→ **EXERCISE DIRECTIONS**
Convert every line of the records below into a JSON list of strings, one string per line, and leave out blank lines.
══ RECORDS FOR THIS EXERCISE
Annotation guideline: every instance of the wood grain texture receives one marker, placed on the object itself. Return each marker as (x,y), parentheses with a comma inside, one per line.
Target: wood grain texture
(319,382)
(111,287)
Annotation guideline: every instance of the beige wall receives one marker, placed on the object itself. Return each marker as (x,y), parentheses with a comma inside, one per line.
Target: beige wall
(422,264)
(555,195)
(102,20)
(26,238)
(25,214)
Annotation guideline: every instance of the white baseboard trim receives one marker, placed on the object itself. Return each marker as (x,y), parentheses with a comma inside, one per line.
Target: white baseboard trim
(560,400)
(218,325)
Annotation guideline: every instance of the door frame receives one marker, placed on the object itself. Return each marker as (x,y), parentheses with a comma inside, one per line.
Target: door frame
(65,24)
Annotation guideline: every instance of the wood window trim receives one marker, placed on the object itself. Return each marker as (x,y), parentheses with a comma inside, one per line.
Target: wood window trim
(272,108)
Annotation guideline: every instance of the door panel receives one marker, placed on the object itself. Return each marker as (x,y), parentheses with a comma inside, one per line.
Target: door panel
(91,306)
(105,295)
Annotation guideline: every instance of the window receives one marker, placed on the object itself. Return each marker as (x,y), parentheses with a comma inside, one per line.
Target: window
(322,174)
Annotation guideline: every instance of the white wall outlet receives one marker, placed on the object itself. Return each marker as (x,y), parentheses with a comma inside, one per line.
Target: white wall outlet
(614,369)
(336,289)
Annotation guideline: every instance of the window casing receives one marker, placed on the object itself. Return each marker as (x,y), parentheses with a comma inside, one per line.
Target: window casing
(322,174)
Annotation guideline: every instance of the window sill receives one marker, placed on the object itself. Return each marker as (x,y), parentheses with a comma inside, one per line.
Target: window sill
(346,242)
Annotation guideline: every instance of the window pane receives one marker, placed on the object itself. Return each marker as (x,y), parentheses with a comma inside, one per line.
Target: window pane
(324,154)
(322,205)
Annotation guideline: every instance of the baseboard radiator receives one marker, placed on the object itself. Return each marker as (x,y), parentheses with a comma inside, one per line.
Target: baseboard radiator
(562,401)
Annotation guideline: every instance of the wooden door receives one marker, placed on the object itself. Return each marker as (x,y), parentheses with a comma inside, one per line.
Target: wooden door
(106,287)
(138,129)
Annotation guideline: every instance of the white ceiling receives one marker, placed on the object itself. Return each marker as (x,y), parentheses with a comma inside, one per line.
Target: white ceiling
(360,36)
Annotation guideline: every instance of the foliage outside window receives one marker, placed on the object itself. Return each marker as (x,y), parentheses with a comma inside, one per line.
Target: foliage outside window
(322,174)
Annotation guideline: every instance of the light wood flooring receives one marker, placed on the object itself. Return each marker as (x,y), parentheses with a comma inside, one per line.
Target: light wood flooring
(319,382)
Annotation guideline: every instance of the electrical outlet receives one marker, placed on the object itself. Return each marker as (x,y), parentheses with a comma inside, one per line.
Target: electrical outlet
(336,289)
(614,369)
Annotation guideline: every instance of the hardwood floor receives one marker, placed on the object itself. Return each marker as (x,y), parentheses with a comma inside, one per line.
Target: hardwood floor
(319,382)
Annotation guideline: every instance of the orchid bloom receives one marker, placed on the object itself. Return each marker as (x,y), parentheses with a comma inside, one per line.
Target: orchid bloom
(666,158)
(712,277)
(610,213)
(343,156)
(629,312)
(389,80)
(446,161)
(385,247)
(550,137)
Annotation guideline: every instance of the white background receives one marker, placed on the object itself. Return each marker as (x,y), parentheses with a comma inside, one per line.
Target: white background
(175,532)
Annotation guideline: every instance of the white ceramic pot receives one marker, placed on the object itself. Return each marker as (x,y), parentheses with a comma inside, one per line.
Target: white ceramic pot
════
→ **PROBLEM SOLUTION**
[
  "Annotation guideline: every instance of the wood grain texture receives one marker, placed on the object itself. Return each marker as (x,y), parentheses with a comma inside, one per line.",
  "Target: wood grain texture",
  "(319,382)",
  "(111,287)",
  "Annotation guideline: every instance of the beige wall receives one marker, placed on the object itself. Return each marker as (x,y), parentheses with a comma inside, one per line.",
  "Target: beige wall",
  "(422,264)",
  "(555,195)",
  "(102,20)",
  "(26,238)",
  "(25,214)",
  "Annotation guideline: every instance of the white baseboard trim receives one marker, placed on the object itself. Return each marker as (x,y), parentheses with a comma inside, one per line.",
  "Target: white baseboard trim",
  "(560,400)",
  "(218,325)",
  "Annotation guideline: every instance of the door frame receives one marker, placed on the object itself. Return each marker as (x,y), parentheses with a comma inside, one per line.",
  "Target: door frame",
  "(65,24)",
  "Annotation guideline: every instance of the wood window trim receives one marker, placed on the object itself. Return each marker as (x,y), parentheses with a comma inside, one per line.",
  "Target: wood window trim",
  "(272,108)",
  "Annotation guideline: every instance of the door panel receives one marker, placed on the object itself. Return each marker as (x,y), parentheses with a comma inside, one per line.",
  "Target: door panel",
  "(91,306)",
  "(105,295)",
  "Annotation guideline: every instance of the window receives one marker, placed on the object itself. Return each marker as (x,y), parentheses with a comma inside, one per line.",
  "Target: window",
  "(322,174)",
  "Annotation guideline: every instance of the white wall outlet receives one marker, placed on the object itself. Return each marker as (x,y), parentheses with a comma inside, one per line.",
  "Target: white wall outlet",
  "(614,369)",
  "(336,289)",
  "Annotation guideline: every instance of the window casing receives one marker, placed on the object itself. Return each marker as (x,y), parentheses with a comma inside, one per line.",
  "Target: window casing",
  "(322,174)",
  "Annotation guideline: every instance of the window sill receives one marker, placed on the object itself. Return each marker as (x,y), parentheses with a comma inside, one per line.",
  "Target: window sill",
  "(346,242)",
  "Annotation guideline: every instance of the window pane receives one marker, placed on the object itself. Return each marker as (x,y), parentheses with a comma inside, one per line.",
  "Target: window pane",
  "(324,154)",
  "(322,205)",
  "Annotation guideline: every instance of the baseboard radiator receives one marker, placed on the object itself. Return each marker as (x,y), parentheses with a comma inside, one per line.",
  "Target: baseboard radiator",
  "(562,401)",
  "Annotation guideline: every instance of the wooden door receives one marker, placed on the object itself. Return each marker as (x,y), parentheses with a comma inside, one per line.",
  "Target: wooden door",
  "(106,287)",
  "(138,129)",
  "Annotation guideline: every instance of the white ceiling receives one marker, placed on the object itself. Return each marker as (x,y), parentheses with a comma inside, one per line.",
  "Target: white ceiling",
  "(360,36)",
  "Annotation guideline: every instance of the foliage outside window receives one marker, placed on the object itself. Return each marker as (x,y), parentheses with a comma inside, one per line.",
  "Target: foliage outside window",
  "(322,174)",
  "Annotation guideline: every instance of the light wood flooring receives one marker, placed on the object itself. Return each marker as (x,y), parentheses with a comma inside, one per line.",
  "Target: light wood flooring",
  "(319,382)",
  "Annotation guideline: every instance of the electrical outlet receives one marker, placed on the object itself. Return each marker as (x,y), parentheses with a comma inside, one per line.",
  "Target: electrical outlet",
  "(336,289)",
  "(614,369)",
  "Annotation guideline: every instance of the hardwood floor receives one marker, placed on the object itself. Return each marker as (x,y), parentheses with a comma inside, one per line.",
  "Target: hardwood floor",
  "(319,382)",
  "Annotation guideline: every instance of the orchid bloom receives one marker, placed on the object itself. Return each marker as (x,y), parentheses with a comma inside, one per line.",
  "Target: orchid bloom",
  "(666,158)",
  "(712,277)",
  "(610,213)",
  "(343,156)",
  "(629,312)",
  "(389,80)",
  "(446,161)",
  "(385,247)",
  "(550,137)",
  "Annotation guideline: every instance of the white background receives one marker, placed on the object itself. Return each marker as (x,y), parentheses with a comma inside, one per line.",
  "Target: white background",
  "(175,532)",
  "Annotation guideline: every instance of the white ceramic pot receives one marker, placed on the object itself. Return each marker as (x,y), parentheses with a comma inside, one per line.",
  "Target: white ceramic pot"
]